§ **Requirement**
Can you print the lines below verbatim, beginning at the first one and ending after the one containing "128], [32, 128]]]", with both ends included and every picture omitted?

**********

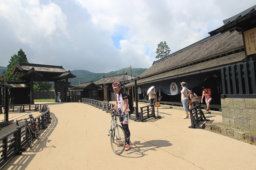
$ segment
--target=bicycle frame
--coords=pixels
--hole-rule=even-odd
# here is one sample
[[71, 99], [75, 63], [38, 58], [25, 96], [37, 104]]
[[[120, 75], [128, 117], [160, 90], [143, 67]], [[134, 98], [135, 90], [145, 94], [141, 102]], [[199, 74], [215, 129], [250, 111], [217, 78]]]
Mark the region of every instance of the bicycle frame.
[[[27, 120], [29, 119], [30, 119], [30, 121]], [[32, 126], [34, 126], [34, 124], [33, 123], [34, 123], [34, 122], [35, 122], [35, 119], [34, 118], [34, 117], [33, 117], [33, 116], [29, 116], [29, 117], [28, 118], [25, 118], [23, 119], [20, 120], [16, 120], [16, 125], [17, 126], [19, 126], [18, 122], [23, 120], [25, 120], [25, 126], [28, 126], [29, 127], [29, 130], [30, 130], [30, 131], [31, 131], [31, 132], [34, 134], [35, 134], [35, 133], [37, 131], [39, 131], [39, 128], [38, 128], [36, 131], [34, 131], [34, 130], [33, 129], [33, 128], [32, 128]]]

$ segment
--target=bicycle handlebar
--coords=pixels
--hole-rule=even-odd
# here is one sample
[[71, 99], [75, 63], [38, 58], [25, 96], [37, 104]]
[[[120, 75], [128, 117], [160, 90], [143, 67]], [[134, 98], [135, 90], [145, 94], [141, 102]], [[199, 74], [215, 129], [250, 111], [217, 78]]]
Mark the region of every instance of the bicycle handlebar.
[[21, 120], [25, 120], [25, 121], [26, 121], [26, 120], [27, 120], [27, 119], [30, 119], [31, 121], [32, 119], [33, 120], [34, 120], [34, 117], [33, 117], [33, 114], [29, 114], [29, 117], [28, 117], [28, 118], [25, 118], [25, 119], [22, 119], [19, 120], [16, 120], [16, 125], [17, 126], [19, 126], [19, 123], [18, 123], [18, 121], [21, 121]]

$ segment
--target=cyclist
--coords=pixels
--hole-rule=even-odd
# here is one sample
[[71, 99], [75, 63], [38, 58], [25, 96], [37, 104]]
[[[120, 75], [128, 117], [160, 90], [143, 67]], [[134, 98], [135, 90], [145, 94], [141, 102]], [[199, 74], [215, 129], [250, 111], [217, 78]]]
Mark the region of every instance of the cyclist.
[[[129, 112], [128, 108], [128, 96], [126, 93], [121, 90], [121, 84], [119, 82], [115, 82], [112, 84], [114, 91], [116, 93], [116, 104], [112, 109], [117, 108], [118, 112], [120, 116], [119, 120], [122, 127], [124, 130], [126, 138], [126, 146], [124, 148], [125, 150], [128, 150], [130, 148], [130, 133], [128, 126], [129, 123]], [[125, 120], [125, 116], [127, 119]], [[124, 142], [120, 142], [120, 144], [124, 145]]]

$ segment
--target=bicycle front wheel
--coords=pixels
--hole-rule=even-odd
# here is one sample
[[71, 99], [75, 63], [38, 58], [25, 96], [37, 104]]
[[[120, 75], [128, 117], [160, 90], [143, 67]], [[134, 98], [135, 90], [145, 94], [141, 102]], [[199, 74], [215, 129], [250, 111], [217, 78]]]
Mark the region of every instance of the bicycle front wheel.
[[32, 135], [31, 132], [30, 131], [29, 127], [26, 126], [26, 136], [27, 141], [28, 141], [28, 144], [29, 148], [32, 148]]
[[112, 129], [110, 140], [112, 149], [115, 153], [118, 155], [121, 154], [124, 149], [126, 144], [124, 131], [122, 126], [118, 125]]
[[33, 129], [34, 132], [35, 132], [35, 137], [38, 139], [39, 138], [39, 129], [35, 122], [33, 123]]

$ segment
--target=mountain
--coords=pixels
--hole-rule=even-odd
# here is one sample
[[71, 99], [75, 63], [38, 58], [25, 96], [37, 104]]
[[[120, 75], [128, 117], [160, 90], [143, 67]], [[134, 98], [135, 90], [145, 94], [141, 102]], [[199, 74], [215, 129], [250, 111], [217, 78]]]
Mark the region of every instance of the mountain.
[[[5, 69], [7, 71], [7, 68], [6, 67], [0, 66], [0, 76], [2, 75], [2, 73]], [[144, 72], [147, 69], [147, 68], [132, 68], [132, 75], [133, 77], [136, 77]], [[130, 68], [123, 68], [117, 71], [112, 71], [108, 73], [95, 73], [83, 70], [75, 70], [70, 71], [70, 72], [73, 74], [77, 76], [75, 79], [70, 79], [68, 80], [68, 81], [70, 81], [72, 84], [75, 86], [77, 86], [80, 83], [83, 82], [87, 82], [91, 81], [92, 81], [93, 82], [95, 82], [97, 79], [98, 80], [103, 79], [103, 75], [104, 74], [105, 75], [105, 76], [109, 76], [123, 74], [124, 72], [124, 73], [127, 72], [128, 75], [131, 75], [131, 69]], [[51, 82], [50, 83], [53, 86], [54, 86], [53, 82]]]
[[[136, 77], [144, 72], [147, 68], [132, 68], [132, 74], [133, 77]], [[108, 73], [95, 73], [92, 72], [83, 70], [75, 70], [70, 71], [73, 74], [77, 76], [75, 79], [70, 79], [69, 80], [71, 84], [74, 86], [77, 86], [80, 83], [87, 82], [92, 81], [93, 82], [96, 81], [96, 79], [99, 80], [103, 78], [103, 75], [105, 76], [120, 74], [127, 72], [128, 75], [131, 75], [131, 69], [130, 68], [123, 68], [117, 71], [112, 71]]]
[[1, 66], [0, 66], [0, 76], [4, 75], [3, 74], [3, 72], [4, 72], [4, 71], [5, 70], [6, 70], [6, 71], [7, 71], [7, 68], [6, 67], [2, 67]]

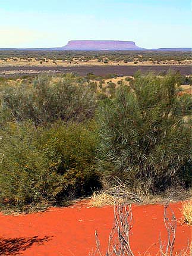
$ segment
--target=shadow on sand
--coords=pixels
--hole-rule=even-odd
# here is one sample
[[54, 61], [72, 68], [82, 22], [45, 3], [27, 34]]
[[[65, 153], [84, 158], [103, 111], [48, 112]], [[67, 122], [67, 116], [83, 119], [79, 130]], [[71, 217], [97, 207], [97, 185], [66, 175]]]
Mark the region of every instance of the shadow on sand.
[[45, 236], [40, 238], [38, 236], [32, 238], [0, 238], [0, 255], [15, 255], [26, 250], [33, 244], [41, 245], [51, 239]]

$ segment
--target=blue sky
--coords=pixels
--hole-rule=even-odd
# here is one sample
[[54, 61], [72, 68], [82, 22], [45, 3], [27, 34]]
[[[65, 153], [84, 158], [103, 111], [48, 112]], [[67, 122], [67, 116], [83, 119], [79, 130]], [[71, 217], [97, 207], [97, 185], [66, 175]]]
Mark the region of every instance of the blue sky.
[[56, 47], [70, 40], [191, 47], [191, 0], [0, 0], [0, 48]]

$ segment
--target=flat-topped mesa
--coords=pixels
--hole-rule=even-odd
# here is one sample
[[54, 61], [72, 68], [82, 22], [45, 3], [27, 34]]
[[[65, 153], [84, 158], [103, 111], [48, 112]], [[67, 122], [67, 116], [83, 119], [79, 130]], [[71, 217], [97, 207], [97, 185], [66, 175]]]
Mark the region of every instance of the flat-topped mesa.
[[137, 50], [140, 48], [134, 42], [116, 40], [77, 40], [69, 41], [62, 47], [64, 50], [84, 51], [115, 51]]

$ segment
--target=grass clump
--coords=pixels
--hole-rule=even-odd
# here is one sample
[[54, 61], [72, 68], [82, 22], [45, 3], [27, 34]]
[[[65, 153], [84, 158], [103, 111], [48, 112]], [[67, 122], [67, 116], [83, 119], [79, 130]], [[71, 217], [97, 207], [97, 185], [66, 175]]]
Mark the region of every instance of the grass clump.
[[187, 224], [192, 226], [192, 201], [182, 203], [181, 213], [183, 215], [184, 221]]

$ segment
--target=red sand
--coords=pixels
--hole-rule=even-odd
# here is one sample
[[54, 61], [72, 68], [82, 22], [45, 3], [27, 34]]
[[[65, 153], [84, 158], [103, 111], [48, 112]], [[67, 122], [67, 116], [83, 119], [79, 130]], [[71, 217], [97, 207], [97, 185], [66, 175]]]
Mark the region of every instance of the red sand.
[[[188, 240], [191, 242], [191, 227], [180, 221], [181, 204], [170, 205], [178, 221], [175, 251], [180, 251], [187, 247]], [[139, 252], [144, 255], [151, 246], [148, 252], [155, 255], [159, 248], [159, 233], [163, 242], [167, 237], [163, 206], [133, 205], [132, 210], [134, 223], [130, 243], [133, 252], [136, 255]], [[112, 207], [87, 208], [81, 204], [18, 216], [0, 214], [0, 250], [6, 255], [86, 256], [95, 248], [96, 229], [102, 248], [106, 248], [113, 221]]]

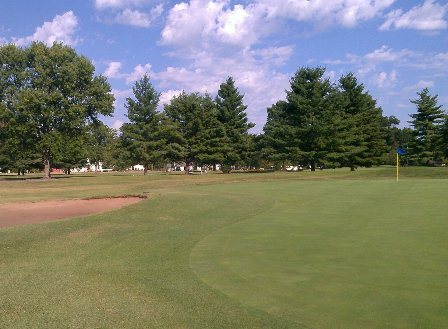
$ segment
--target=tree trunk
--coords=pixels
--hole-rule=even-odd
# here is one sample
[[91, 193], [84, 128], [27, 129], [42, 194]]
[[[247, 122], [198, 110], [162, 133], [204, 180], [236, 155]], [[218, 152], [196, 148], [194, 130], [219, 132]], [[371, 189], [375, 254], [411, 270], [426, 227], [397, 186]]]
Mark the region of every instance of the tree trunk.
[[43, 154], [44, 159], [44, 179], [51, 178], [51, 167], [50, 167], [50, 152], [48, 150], [44, 151]]

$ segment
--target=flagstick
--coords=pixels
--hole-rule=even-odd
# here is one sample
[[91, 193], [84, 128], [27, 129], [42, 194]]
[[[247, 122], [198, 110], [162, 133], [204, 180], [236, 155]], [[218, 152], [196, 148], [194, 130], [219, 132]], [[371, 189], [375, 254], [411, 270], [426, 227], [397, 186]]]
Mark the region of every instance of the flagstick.
[[399, 163], [399, 159], [398, 159], [398, 152], [397, 152], [397, 182], [398, 182], [398, 163]]

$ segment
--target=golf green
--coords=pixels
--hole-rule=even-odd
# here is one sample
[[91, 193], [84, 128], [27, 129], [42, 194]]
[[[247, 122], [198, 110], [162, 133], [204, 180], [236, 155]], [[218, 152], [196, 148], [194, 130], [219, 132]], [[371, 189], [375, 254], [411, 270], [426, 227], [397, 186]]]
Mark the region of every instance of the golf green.
[[[203, 238], [190, 265], [230, 298], [303, 327], [443, 328], [447, 184], [408, 179], [233, 185], [242, 199], [258, 197], [263, 209]], [[208, 189], [230, 193], [227, 185]]]

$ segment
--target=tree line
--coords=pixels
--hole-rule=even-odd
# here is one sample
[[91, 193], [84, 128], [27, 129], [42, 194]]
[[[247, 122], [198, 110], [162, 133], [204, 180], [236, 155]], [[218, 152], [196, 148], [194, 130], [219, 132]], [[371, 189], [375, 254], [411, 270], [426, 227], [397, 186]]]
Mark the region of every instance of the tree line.
[[142, 164], [144, 173], [168, 163], [232, 168], [287, 165], [316, 168], [406, 162], [438, 163], [448, 157], [448, 119], [428, 89], [411, 102], [410, 128], [399, 128], [353, 73], [337, 83], [323, 67], [302, 67], [286, 99], [267, 109], [261, 134], [250, 133], [244, 95], [228, 77], [216, 97], [183, 92], [160, 110], [160, 93], [145, 75], [125, 102], [119, 130], [99, 117], [113, 114], [111, 87], [84, 56], [65, 45], [35, 42], [0, 47], [0, 170], [72, 168], [100, 161], [115, 169]]

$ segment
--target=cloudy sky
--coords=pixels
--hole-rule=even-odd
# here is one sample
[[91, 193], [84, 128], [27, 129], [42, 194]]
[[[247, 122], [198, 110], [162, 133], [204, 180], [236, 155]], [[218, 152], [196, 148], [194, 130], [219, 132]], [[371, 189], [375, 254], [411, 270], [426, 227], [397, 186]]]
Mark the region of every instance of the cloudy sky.
[[385, 115], [406, 126], [409, 99], [428, 87], [448, 108], [446, 0], [0, 0], [0, 43], [73, 46], [107, 76], [115, 116], [148, 73], [168, 102], [180, 91], [216, 95], [233, 76], [260, 132], [302, 66], [336, 81], [354, 72]]

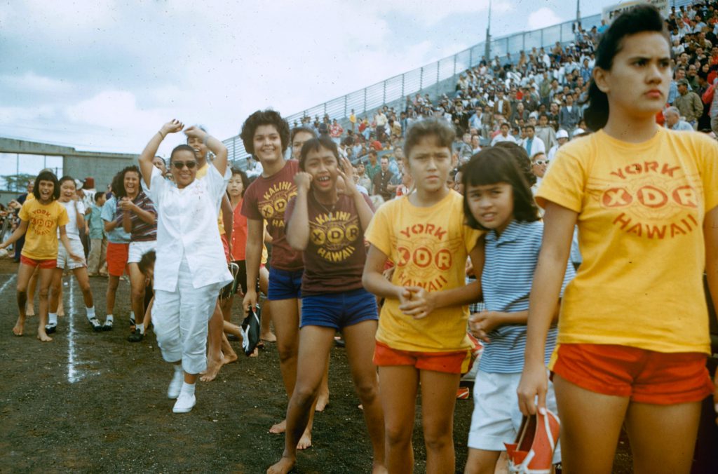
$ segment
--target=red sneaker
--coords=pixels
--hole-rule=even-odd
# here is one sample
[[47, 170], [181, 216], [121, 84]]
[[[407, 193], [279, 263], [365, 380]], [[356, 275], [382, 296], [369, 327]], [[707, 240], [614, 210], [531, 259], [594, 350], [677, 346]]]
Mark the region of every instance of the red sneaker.
[[549, 474], [559, 442], [561, 421], [551, 410], [524, 417], [516, 442], [504, 443], [511, 473]]

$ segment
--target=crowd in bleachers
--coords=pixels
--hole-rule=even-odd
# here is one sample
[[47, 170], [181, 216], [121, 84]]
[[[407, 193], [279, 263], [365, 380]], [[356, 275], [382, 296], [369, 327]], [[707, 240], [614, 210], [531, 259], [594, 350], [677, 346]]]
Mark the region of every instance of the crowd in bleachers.
[[[656, 117], [665, 126], [714, 136], [718, 133], [718, 105], [714, 105], [718, 101], [713, 94], [718, 77], [716, 6], [717, 2], [710, 1], [671, 7], [666, 19], [674, 56], [668, 101]], [[583, 112], [595, 50], [607, 27], [605, 21], [587, 30], [577, 24], [569, 43], [533, 47], [518, 57], [485, 57], [459, 75], [453, 93], [417, 93], [407, 96], [401, 108], [383, 106], [370, 114], [356, 114], [353, 109], [346, 128], [327, 114], [304, 116], [293, 125], [330, 136], [344, 156], [358, 163], [355, 170], [368, 192], [384, 200], [402, 195], [407, 187], [401, 142], [404, 131], [421, 118], [443, 117], [455, 126], [456, 168], [482, 148], [504, 141], [523, 147], [534, 162], [550, 162], [559, 146], [589, 131]], [[380, 183], [375, 188], [374, 176], [384, 156], [392, 176], [386, 186]]]

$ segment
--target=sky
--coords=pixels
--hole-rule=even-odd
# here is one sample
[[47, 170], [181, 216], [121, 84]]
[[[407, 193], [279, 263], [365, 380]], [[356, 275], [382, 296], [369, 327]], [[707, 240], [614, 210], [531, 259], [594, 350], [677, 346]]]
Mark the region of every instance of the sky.
[[[582, 14], [616, 0], [584, 0]], [[488, 0], [0, 0], [0, 136], [139, 153], [162, 124], [220, 139], [483, 41]], [[493, 37], [572, 20], [575, 0], [500, 0]], [[168, 156], [183, 141], [171, 136]]]

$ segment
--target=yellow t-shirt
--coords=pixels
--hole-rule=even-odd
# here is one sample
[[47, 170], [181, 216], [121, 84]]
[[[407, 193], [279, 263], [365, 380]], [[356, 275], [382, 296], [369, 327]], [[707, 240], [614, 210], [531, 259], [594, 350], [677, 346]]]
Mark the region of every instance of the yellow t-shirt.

**********

§ **The output**
$ segment
--target=bicycle frame
--coords=pixels
--hole-rule=even-odd
# here is one sample
[[71, 99], [75, 63], [38, 58], [25, 96], [37, 104]]
[[[120, 75], [128, 117], [160, 90], [143, 67]], [[134, 98], [135, 90], [145, 94], [141, 102]], [[199, 74], [215, 129], [250, 111], [217, 78]]]
Mark the region of every instance of the bicycle frame.
[[[27, 120], [29, 119], [30, 119], [30, 121]], [[32, 126], [34, 126], [34, 124], [33, 123], [34, 123], [34, 122], [35, 122], [35, 119], [34, 118], [34, 117], [33, 117], [33, 116], [29, 116], [29, 117], [28, 118], [25, 118], [23, 119], [20, 120], [16, 120], [16, 125], [17, 126], [19, 126], [18, 122], [23, 120], [25, 120], [25, 126], [28, 126], [29, 127], [29, 130], [30, 130], [30, 131], [31, 131], [31, 132], [34, 134], [35, 134], [35, 133], [37, 131], [39, 131], [39, 128], [38, 128], [36, 131], [34, 131], [34, 130], [33, 129], [33, 128], [32, 128]]]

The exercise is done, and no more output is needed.